Segment Start: Text for analysis
A little while ago I spoke to Dr Douglas Gentile, a developmental psychologist who specialises in the subject, about the kind of effects games can have on our brains, and one of the things he said that his studies had shown is that addiction to gaming – i.e. playing games to the extent that they negatively impact other areas of your life – can actually be comorbid with mental illnesses like depression and anxiety. Not only are many games designed to have something of an addictive play loop, if you’re using games as a coping mechanism to feel comfortable it can prevent you from recognising the problem you have, or from doing something else that might be a better way for you personally to treat the problem.

We’re still not sure what precisely video games can do to our heads. They definitely do something. When you feel a rush from playing a game that’s your brain triggering a real, chemical response in you, which is one of the reasons we like games – we can ride that tidal wave of adrenaline without being in any danger. This is also why I think it’s only a matter of time until a VR game kills someone, e.g. ‘here, Nan, have a go playing Resident Evil 7 on this VR headset I got for Christmas, this’ll be some laugh, ho ho, oh no Jack Baker’s sudden appearance has triggered some kind of cardiac event in Nan.’ More research is being done all the time, but it’s got a way to go. Hopefully we learn enough in time to save theoretical nans everywhere.

Outlast 2 Launch Screenshots
Outlast 2, or, how not to do it.

In the meantime, the games keep evolving, and as they do we’re getting more nuanced approaches to mental health in games. Eurogamer’s Johnny Chiodini has covered games like Child of Light, The Unfinished Swan and Tiny Tina’s Assault on Dragon Keep in a video about games that do mental health well, as well as going into more depth on mental health and games in a series on the subject called Low Batteries.
Segment End: Text for analysis
Segment Start: The data
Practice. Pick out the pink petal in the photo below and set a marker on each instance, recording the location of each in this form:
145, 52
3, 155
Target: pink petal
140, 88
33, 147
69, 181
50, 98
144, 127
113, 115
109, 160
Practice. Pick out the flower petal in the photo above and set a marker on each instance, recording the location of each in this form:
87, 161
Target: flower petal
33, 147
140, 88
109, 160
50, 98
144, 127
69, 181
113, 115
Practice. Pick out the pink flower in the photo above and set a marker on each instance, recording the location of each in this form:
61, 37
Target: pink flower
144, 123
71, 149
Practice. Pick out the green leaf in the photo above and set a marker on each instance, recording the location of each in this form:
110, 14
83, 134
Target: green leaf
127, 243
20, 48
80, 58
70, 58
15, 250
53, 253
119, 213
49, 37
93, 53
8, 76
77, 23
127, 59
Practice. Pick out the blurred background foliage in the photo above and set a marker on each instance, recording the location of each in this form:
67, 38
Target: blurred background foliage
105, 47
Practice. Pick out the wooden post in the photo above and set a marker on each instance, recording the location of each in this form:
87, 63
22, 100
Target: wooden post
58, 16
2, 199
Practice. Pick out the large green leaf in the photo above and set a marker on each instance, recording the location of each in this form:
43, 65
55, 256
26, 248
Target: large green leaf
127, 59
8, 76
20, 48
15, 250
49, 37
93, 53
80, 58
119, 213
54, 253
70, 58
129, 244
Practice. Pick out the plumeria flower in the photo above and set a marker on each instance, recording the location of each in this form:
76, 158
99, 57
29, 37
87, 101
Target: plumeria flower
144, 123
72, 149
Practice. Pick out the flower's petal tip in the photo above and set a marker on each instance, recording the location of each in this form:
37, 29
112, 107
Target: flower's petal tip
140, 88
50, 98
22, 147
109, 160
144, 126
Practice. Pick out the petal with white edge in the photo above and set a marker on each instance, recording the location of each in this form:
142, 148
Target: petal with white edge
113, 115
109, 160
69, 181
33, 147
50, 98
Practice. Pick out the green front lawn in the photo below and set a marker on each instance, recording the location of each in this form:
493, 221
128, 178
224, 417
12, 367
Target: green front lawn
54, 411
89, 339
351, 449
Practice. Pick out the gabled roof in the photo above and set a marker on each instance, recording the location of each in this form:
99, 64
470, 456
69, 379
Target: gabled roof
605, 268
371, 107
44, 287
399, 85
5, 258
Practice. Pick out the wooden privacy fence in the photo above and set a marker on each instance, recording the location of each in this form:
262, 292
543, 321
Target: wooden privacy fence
Segment End: The data
◆ **Required actions**
1) Summarize the passage on video games and mental health in two sentences.
2) Please retype the passage on video games and mental health from "We’re still not" up to and including "not to do it.".

◆ **Results**
1) Dr Douglas Gentile, a developmental psychologist, said his studies had shown that gaming addiction can be comorbid with mental illnesses like depression and anxiety, and that using games as a coping mechanism can keep people from recognizing their problem or from finding a better way to treat it. It is still not clear precisely what video games do to our heads, but as games evolve, they are taking more nuanced approaches to mental health.

2)
We’re still not sure what precisely video games can do to our heads. They definitely do something. When you feel a rush from playing a game that’s your brain triggering a real, chemical response in you, which is one of the reasons we like games – we can ride that tidal wave of adrenaline without being in any danger. This is also why I think it’s only a matter of time until a VR game kills someone, e.g. ‘here, Nan, have a go playing Resident Evil 7 on this VR headset I got for Christmas, this’ll be some laugh, ho ho, oh no Jack Baker’s sudden appearance has triggered some kind of cardiac event in Nan.’ More research is being done all the time, but it’s got a way to go. Hopefully we learn enough in time to save theoretical nans everywhere.

Outlast 2 Launch Screenshots
Outlast 2, or, how not to do it.